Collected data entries
»»

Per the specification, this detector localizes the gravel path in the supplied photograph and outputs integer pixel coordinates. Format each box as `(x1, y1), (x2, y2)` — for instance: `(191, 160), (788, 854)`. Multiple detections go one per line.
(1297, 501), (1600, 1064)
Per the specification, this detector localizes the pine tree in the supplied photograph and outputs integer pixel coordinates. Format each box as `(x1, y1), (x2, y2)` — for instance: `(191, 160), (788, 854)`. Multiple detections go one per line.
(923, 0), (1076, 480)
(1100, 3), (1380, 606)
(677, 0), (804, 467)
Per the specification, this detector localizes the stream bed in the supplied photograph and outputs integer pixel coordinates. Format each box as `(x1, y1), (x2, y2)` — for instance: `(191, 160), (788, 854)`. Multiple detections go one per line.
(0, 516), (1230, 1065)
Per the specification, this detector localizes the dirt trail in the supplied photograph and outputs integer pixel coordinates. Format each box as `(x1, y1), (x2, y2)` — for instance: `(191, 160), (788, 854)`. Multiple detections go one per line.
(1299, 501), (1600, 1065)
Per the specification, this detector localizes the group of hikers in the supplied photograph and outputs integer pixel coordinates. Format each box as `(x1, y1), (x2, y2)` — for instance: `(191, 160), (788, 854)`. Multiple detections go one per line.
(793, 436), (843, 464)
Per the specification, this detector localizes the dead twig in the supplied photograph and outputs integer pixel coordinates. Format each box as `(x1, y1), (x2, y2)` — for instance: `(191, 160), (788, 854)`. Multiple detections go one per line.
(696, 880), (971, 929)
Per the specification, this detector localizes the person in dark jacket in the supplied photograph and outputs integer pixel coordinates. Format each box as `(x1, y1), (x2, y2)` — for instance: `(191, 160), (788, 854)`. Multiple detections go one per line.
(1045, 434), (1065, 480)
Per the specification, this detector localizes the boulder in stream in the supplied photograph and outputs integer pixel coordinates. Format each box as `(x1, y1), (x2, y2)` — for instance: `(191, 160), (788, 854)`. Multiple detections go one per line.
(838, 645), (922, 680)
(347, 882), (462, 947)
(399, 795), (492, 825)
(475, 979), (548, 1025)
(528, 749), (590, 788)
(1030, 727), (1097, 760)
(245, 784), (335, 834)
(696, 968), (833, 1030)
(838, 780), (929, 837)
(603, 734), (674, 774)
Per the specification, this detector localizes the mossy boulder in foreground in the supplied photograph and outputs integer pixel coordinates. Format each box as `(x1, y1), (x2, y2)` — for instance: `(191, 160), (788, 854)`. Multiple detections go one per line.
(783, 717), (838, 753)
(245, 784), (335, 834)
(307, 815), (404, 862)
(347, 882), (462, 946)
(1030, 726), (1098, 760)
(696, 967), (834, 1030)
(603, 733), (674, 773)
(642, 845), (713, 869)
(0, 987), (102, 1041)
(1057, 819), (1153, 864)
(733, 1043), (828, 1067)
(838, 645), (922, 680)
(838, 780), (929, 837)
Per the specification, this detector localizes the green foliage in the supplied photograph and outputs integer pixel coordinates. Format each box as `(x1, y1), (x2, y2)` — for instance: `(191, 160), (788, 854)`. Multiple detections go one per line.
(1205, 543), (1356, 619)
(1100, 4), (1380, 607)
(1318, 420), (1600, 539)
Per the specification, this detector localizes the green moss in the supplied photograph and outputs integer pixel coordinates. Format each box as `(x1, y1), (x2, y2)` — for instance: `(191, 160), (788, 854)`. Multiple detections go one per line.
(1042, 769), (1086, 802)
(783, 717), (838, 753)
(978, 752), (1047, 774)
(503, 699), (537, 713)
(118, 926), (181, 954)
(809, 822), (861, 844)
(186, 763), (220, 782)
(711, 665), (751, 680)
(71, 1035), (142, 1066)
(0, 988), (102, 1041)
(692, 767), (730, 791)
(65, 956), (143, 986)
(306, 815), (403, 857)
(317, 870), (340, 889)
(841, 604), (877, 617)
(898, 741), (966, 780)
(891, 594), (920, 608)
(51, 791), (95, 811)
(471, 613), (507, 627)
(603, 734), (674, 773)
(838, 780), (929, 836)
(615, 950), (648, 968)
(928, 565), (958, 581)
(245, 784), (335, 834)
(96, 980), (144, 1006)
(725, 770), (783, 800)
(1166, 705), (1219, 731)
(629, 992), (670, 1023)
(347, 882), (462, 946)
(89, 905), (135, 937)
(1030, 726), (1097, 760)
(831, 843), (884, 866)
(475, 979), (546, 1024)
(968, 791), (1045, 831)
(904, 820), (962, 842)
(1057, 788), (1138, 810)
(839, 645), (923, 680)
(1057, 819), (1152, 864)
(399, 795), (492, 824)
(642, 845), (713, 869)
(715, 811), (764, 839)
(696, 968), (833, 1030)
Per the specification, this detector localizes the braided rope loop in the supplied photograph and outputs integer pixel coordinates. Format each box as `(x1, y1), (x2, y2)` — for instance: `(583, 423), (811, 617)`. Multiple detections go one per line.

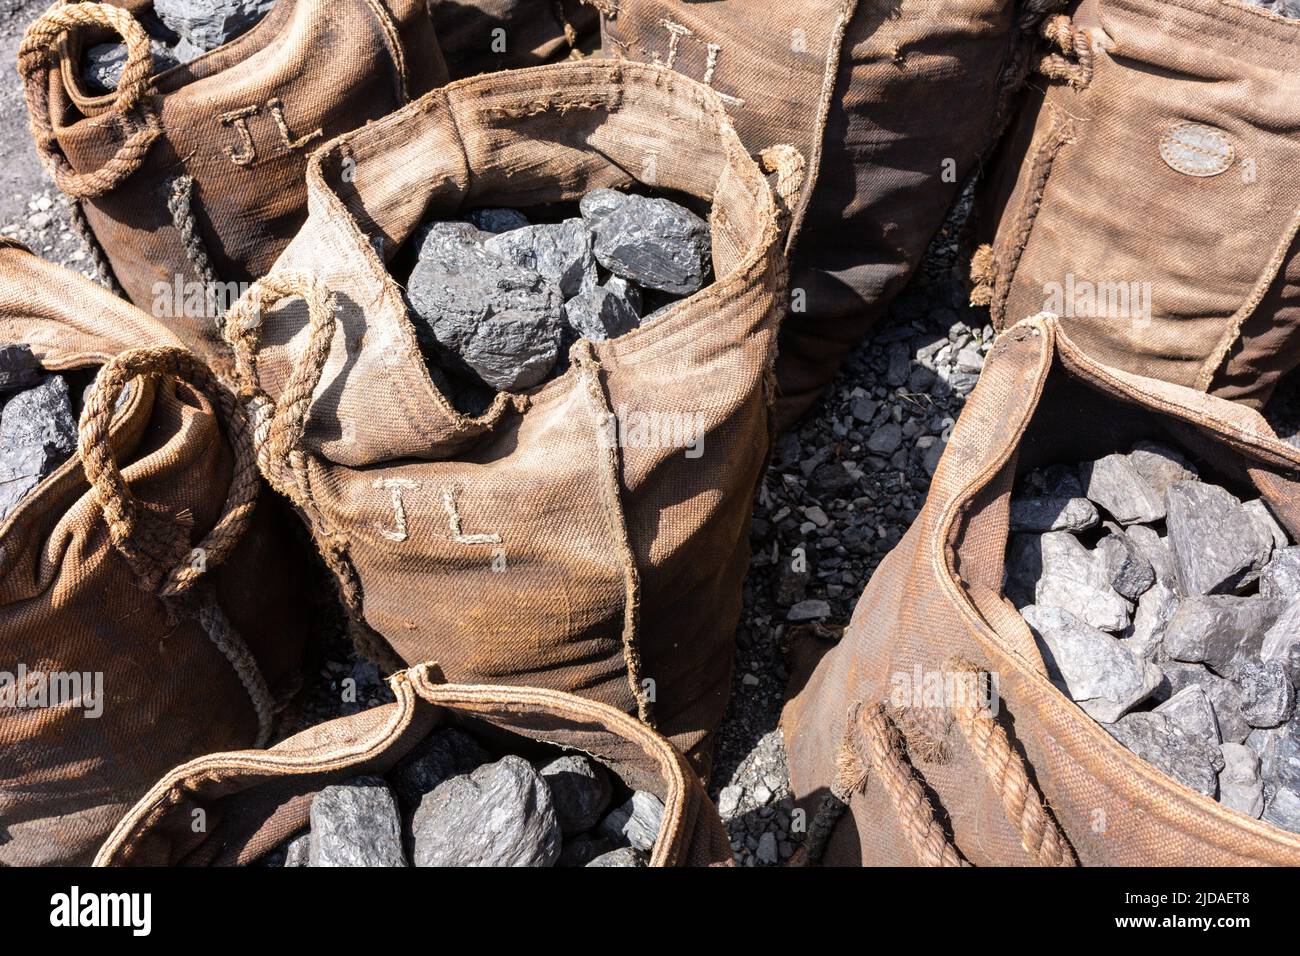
(77, 345), (259, 598)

««

Exercise directions:
With pictures excluded, the data must be transcribed in full and to the letter.

Task response:
Per the specification, this detector localizes the gravel path in the supplied photograph and outputs integer pixel coordinates. Format each box as `(x1, y1), (x2, y2)` — for instance: `(191, 160), (788, 854)`. Multiple detections go one per line.
(1297, 501), (1600, 1064)
Per the specification, this detector localizes the pine tree in the supplied photograph and outputs integer pixel coordinates. Format each box as `(x1, y1), (x2, y2)` — for instance: `(191, 160), (788, 854)`. Multiple detections go one per line.
(923, 0), (1076, 480)
(1100, 3), (1380, 606)
(677, 0), (804, 467)
Per the specification, this detector localizes the stream bed in the supplied photograph and outputs integer pixel coordinates. Format each box as `(x1, y1), (x2, y2)` — for instance: `(191, 160), (788, 854)`. Multiple detections go one per line.
(0, 516), (1230, 1065)
Per the specification, this detector localizes the dirt trail in the supplied photograph and outputs integer pixel coordinates. Format each box as `(x1, y1), (x2, y2)` — for instance: `(191, 160), (788, 854)`. Multiple detections go one per line.
(1299, 501), (1600, 1065)
Per the specification, this detector localizes the group of hikers in the supplied photograph and outputs integer pixel coordinates. Format each box as `(x1, y1), (x2, y2)` — for instance: `(191, 160), (788, 854)`. Multiple detections go one per line.
(793, 436), (843, 464)
Per the specification, this detector localizes the dead twig in the supplied photograph and outputs integer pixel coordinates. Format each box as `(x1, y1), (x2, y2)` — for instance: `(191, 160), (788, 854)`. Multiple detections go one per line.
(696, 880), (971, 929)
Per the specification, this detector localizes the person in dark jacket in the supplied photograph and outputs integer pixel coordinates. Format each box as `(x1, y1), (x2, y2)` — for instance: `(191, 160), (788, 854)`. Multiple detections go one per line.
(1045, 434), (1065, 480)
Per the specification, this detector localizes the boulder in stream in the supplied photograph and outputs integer pixel coordinates. Format each box as `(x1, y1), (x2, y2)` — for instance: `(191, 160), (788, 854)`. Multiple detections go one per line.
(838, 645), (922, 680)
(347, 882), (462, 947)
(399, 795), (492, 825)
(475, 979), (548, 1025)
(528, 749), (590, 788)
(1030, 727), (1097, 760)
(245, 784), (335, 834)
(696, 968), (833, 1030)
(838, 780), (929, 837)
(603, 734), (674, 774)
Per the specification, this detector localizes the mossy boulder in foreground in the supplied photograph and outputs integer pixel coordinates. Format each box as `(x1, y1), (x2, y2)` — for instance: `(191, 160), (788, 854)`. Multiple detections go one per line.
(783, 717), (838, 753)
(245, 784), (335, 834)
(307, 815), (404, 862)
(347, 882), (462, 946)
(1030, 726), (1098, 760)
(696, 967), (834, 1030)
(603, 733), (674, 773)
(642, 845), (713, 869)
(0, 987), (102, 1041)
(1057, 819), (1153, 864)
(733, 1043), (828, 1067)
(838, 645), (922, 680)
(838, 780), (929, 837)
Per the specification, this detector localizes the green foliage in the supplied photograph and outputs integer pixel coordinates. Format each box as `(x1, y1), (x2, y2)` — for instance: `(191, 160), (788, 854)`. Multiple detections go one per line.
(1205, 543), (1356, 619)
(1100, 4), (1380, 607)
(1318, 420), (1600, 539)
Per the specification, this detector localizes the green moss in the supplied photograph and outputs integer pixel coordinates. Format each box as `(x1, y1), (x2, y2)` — for instance: `(191, 160), (788, 854)`. Multiple detections go one per line.
(1042, 769), (1086, 802)
(783, 717), (838, 753)
(978, 752), (1047, 774)
(503, 699), (537, 713)
(118, 926), (181, 954)
(809, 822), (861, 844)
(186, 763), (220, 782)
(711, 665), (751, 680)
(71, 1035), (142, 1066)
(0, 988), (102, 1041)
(692, 767), (730, 791)
(65, 956), (143, 986)
(306, 815), (403, 857)
(317, 870), (340, 889)
(841, 604), (877, 617)
(898, 741), (966, 780)
(891, 594), (920, 608)
(51, 791), (95, 811)
(471, 613), (507, 627)
(603, 734), (674, 773)
(838, 780), (929, 836)
(615, 950), (648, 968)
(928, 565), (958, 581)
(245, 784), (335, 834)
(96, 980), (144, 1006)
(725, 770), (783, 800)
(1166, 705), (1219, 731)
(629, 992), (670, 1023)
(347, 882), (462, 946)
(89, 905), (135, 937)
(1030, 726), (1097, 760)
(831, 843), (884, 866)
(475, 979), (546, 1024)
(968, 791), (1045, 831)
(904, 820), (962, 842)
(1057, 788), (1138, 810)
(839, 645), (923, 680)
(1057, 819), (1152, 864)
(399, 795), (492, 824)
(642, 845), (713, 869)
(715, 811), (764, 839)
(696, 968), (833, 1030)
Per the specification, this detector localizes the braided rope loop in the supplied photograph and outputs integer pixel coordinates. Format each box as `(x1, y1), (x2, y2)` — for instance: `(583, 423), (811, 617)`. Multiple detections go one per line.

(77, 345), (259, 598)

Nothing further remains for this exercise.